*PASSAGE FOR REVIEW:*
● ● ● ● ● ● ●

Four years ago, the legend of Rally Cat was born in St. Louis.
On Aug. 9, 2017, a kitten ran onto the field during a game between the host St. Louis Cardinals and the Kansas City Royals at Busch Stadium. After a groundskeeper picked up the kitty and ran off the field (while being scratched and bitten), Yadier Molina hit a grand slam on the next pitch, lifting the Cards to an 8-5 victory in a contest that would be known as “The Rally Cat Game.”
Today, ESPN.com explores the legend in a fun presentation that includes a story by senior writer Elizabeth Merrill and an animated short video done from the perspective of the cat, with narration by Stephen A. Smith (see above).
As Merrill reports, the cat would wind up captivating the city – and what happened afterward to the cat is a wild story in itself.
Merrill and Rayna Banks, ESPN senior managing producer, talked with Front Row:
What made you decide to want to tell this story?
Merrill: I used to live in Kansas City, and I still watch most Royals’ games. (Believe me, it’s not easy). So four years ago, I saw the cat run onto the field as it was happening live, and it was such a bizarre event, a this-stuff-only-happens-to-the-Royals moment. And I always wondered what happened to the cat.
Banks: Once I learned about Liz Merrill’s story about Rally Cat, I knew someone needed to produce a companion video. It had all the ingredients: a moment-in-time and whatever-happened-to story that involved a kitten running onto the field during a baseball game. For a sport that has a long history of superstition, it was a fascinating turn of events. Rally Cat became a local legend. The more I heard about the reporting Liz had done, I felt like it was a no-brainer.
What was the thought process that went into how it’s being presented?
Banks: Though this story is out of our investigative/news lane, I knew our group could deliver. We had three weeks until the story was set to post. Right away, I emailed the pitch to producer Greg Amante without saying a word. We immediately discovered we were thinking the same thing: The story needed to be animated and told from the cat’s perspective. Aside from having limited video and video restrictions online, we wanted to have fun with it. It was important to us to be complementary to Liz’s story and produce a piece that could live on all shows and platforms. From there, Greg connected with Liz and started writing.
Where did the idea of having Stephen A voice the video come from? Was it difficult to convince him?
Banks: Just as Greg and I were on the same page with how the story should be told, we both had Stephen A. at the top of our list. Stephen A. is always talking, sharing his opinion on anything thrown his way, so why wouldn’t he want to join in? We also felt that Stephen A.’s on-air personality and swagger matched that of our cat. I emailed Dave Roberts [Senior Vice President, Production] to see if this is something Stephen A. would be interested in doing.

● ● ● ● ● ● ●

(Saved entries)
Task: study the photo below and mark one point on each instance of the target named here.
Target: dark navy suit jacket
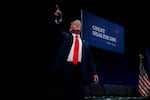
(87, 63)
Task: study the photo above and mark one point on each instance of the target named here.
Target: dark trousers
(72, 84)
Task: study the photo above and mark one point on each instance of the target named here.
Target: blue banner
(102, 33)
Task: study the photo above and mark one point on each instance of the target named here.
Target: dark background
(114, 68)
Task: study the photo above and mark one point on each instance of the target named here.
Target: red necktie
(76, 50)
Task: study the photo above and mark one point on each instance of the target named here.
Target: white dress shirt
(70, 56)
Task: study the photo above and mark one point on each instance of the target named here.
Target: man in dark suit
(74, 75)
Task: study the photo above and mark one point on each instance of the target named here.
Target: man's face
(75, 27)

● ● ● ● ● ● ●

*PARTS OF THE EXERCISE:*
- A) Reproduce everything in the Rally Cat piece from "As Merrill reports, the" down to "tell this story?", substituting "the network's blog" for "Front Row".
- B) Answer these questions using the Rally Cat piece:
(i) Who hit a grand slam on the pitch after the kitten was carried off the field?
(ii) Who narrates the animated short video?
(iii) How much time did the production group have before the story was set to post?
The data has no connection to the text about Rally Cat.

*WRITTEN RESPONSES:*
- A)
As Merrill reports, the cat would wind up captivating the city – and what happened afterward to the cat is a wild story in itself.
Merrill and Rayna Banks, ESPN senior managing producer, talked with the network's blog:
What made you decide to want to tell this story?

- B)
(i) Yadier Molina
(ii) Stephen A. Smith
(iii) Three weeks